* _Cosa fare_:
Elenca, nell'ordine in cui compaiono, tutti i nomi propri presenti nel brano sui mali del giornalismo.

* _Sezione del documento_:
Quali sono secondo te i mali del giornalismo di oggi?
«Fondamentalmente due: anzitutto, e l’ho riscontrato lavorando con Alan Friedman
a Sky Tg24,
in Italia non possediamo quella cultura americana per la quale una notizia va
data solo quando ne hai avuto conferma e riscontro sul posto o da fonti
autorevoli. Ci limitiamo spesso, troppo spesso, a cercare conferme negli archivi
Ansa, senza preoccuparci di andare sul campo. E poi, diciamocelo, ci sono troppi
colleghi asserviti che non riescono ad esprimersi in maniera autonoma e
svincolata come dovremmo fare».
Cosa pensi di Telegiornaliste?

* _Record del dataset_:
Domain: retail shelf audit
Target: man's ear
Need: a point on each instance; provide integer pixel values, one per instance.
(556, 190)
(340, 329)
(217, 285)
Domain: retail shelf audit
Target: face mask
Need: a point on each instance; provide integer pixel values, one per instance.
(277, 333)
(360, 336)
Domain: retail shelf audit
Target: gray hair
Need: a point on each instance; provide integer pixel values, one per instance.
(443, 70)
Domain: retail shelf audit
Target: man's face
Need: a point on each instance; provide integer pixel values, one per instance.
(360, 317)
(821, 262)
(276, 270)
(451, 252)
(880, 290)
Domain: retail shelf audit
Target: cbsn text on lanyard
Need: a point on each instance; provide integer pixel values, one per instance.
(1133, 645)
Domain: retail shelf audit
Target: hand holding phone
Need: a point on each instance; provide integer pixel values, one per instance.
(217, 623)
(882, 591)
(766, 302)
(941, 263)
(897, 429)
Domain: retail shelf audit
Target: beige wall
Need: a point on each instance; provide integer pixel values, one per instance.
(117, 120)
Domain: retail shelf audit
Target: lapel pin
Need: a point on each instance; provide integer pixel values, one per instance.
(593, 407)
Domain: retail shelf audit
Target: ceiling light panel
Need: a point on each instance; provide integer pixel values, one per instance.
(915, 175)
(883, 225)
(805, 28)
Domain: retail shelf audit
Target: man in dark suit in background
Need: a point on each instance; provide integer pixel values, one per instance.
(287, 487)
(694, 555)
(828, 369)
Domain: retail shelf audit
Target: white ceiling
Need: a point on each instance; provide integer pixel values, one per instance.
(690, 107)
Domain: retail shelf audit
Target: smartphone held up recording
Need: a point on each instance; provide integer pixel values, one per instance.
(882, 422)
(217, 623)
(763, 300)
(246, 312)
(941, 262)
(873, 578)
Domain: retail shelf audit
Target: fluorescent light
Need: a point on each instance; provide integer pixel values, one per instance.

* _Risposta_:
- Alan Friedman
- Sky Tg24
- Italia
- Ansa
- Telegiornaliste